Return every entry exactly as written.

START Data extract

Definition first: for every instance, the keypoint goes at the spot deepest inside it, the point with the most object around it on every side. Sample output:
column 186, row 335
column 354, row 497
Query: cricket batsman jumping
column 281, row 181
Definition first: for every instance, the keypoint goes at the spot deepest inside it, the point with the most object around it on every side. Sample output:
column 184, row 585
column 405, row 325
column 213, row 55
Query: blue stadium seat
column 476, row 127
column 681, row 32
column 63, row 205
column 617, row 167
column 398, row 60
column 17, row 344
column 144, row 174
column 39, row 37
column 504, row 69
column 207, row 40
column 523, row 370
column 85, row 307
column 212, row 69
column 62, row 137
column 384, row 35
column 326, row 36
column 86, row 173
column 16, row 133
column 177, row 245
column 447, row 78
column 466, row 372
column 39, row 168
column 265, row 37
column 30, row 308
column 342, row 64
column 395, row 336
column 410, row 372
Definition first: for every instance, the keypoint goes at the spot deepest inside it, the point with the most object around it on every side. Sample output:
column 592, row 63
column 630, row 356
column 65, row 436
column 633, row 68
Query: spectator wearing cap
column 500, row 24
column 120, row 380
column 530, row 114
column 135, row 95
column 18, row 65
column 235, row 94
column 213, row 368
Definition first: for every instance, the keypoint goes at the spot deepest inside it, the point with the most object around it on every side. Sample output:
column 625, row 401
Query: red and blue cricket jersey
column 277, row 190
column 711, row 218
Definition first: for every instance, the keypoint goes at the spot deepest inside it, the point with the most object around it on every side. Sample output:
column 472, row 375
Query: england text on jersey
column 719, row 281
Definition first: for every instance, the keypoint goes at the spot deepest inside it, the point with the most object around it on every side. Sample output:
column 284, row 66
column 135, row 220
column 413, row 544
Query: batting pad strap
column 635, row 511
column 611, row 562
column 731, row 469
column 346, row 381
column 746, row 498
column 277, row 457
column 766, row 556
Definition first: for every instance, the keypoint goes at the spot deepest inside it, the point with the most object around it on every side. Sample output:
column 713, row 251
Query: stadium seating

END Data extract

Task response:
Definition first: for every instance, the keypoint goes at the spot deepest inside it, the point with the most object around it on every side. Sample output:
column 186, row 335
column 354, row 497
Query: cricket batsman jumping
column 281, row 181
Definition first: for every instance, the keypoint goes at the spot deepest inside it, the point with the most object around it on every side. Sample output:
column 184, row 585
column 405, row 325
column 213, row 55
Query: blue stadium seat
column 476, row 127
column 681, row 32
column 63, row 205
column 617, row 167
column 398, row 60
column 17, row 344
column 144, row 174
column 39, row 37
column 504, row 69
column 207, row 40
column 523, row 370
column 85, row 307
column 212, row 69
column 62, row 137
column 384, row 35
column 326, row 36
column 86, row 173
column 16, row 133
column 177, row 245
column 447, row 78
column 466, row 372
column 39, row 168
column 265, row 37
column 30, row 308
column 342, row 64
column 395, row 336
column 410, row 372
Definition first: for every instance, the keypoint goes at the spot deepest inside it, the point with the most object around it on every side. Sample output:
column 592, row 63
column 630, row 356
column 65, row 436
column 633, row 68
Query: spectator wearing cap
column 500, row 24
column 120, row 380
column 530, row 114
column 135, row 95
column 18, row 65
column 235, row 94
column 213, row 368
Definition first: for every instance, the keypoint goes at the spot deepest inside it, the point with the most object around it on every side. Sample output:
column 625, row 401
Query: red and blue cricket jersey
column 277, row 190
column 711, row 218
Definition first: for every instance, the keypoint goes at the spot deepest inside it, the point with the most object around it on every side. Sample output:
column 472, row 375
Query: england text on jersey
column 719, row 281
Definition first: for every instance, the keypoint goes at the spot deepest inside it, the point with the most object around it on every side. Sample output:
column 284, row 66
column 135, row 220
column 413, row 544
Query: batting pad strap
column 635, row 511
column 611, row 562
column 731, row 469
column 346, row 381
column 746, row 498
column 277, row 457
column 766, row 556
Definition first: for every instance, the keypoint goes at the spot deepest inside it, the point with the most object around it on every side. Sample output:
column 713, row 251
Query: stadium seating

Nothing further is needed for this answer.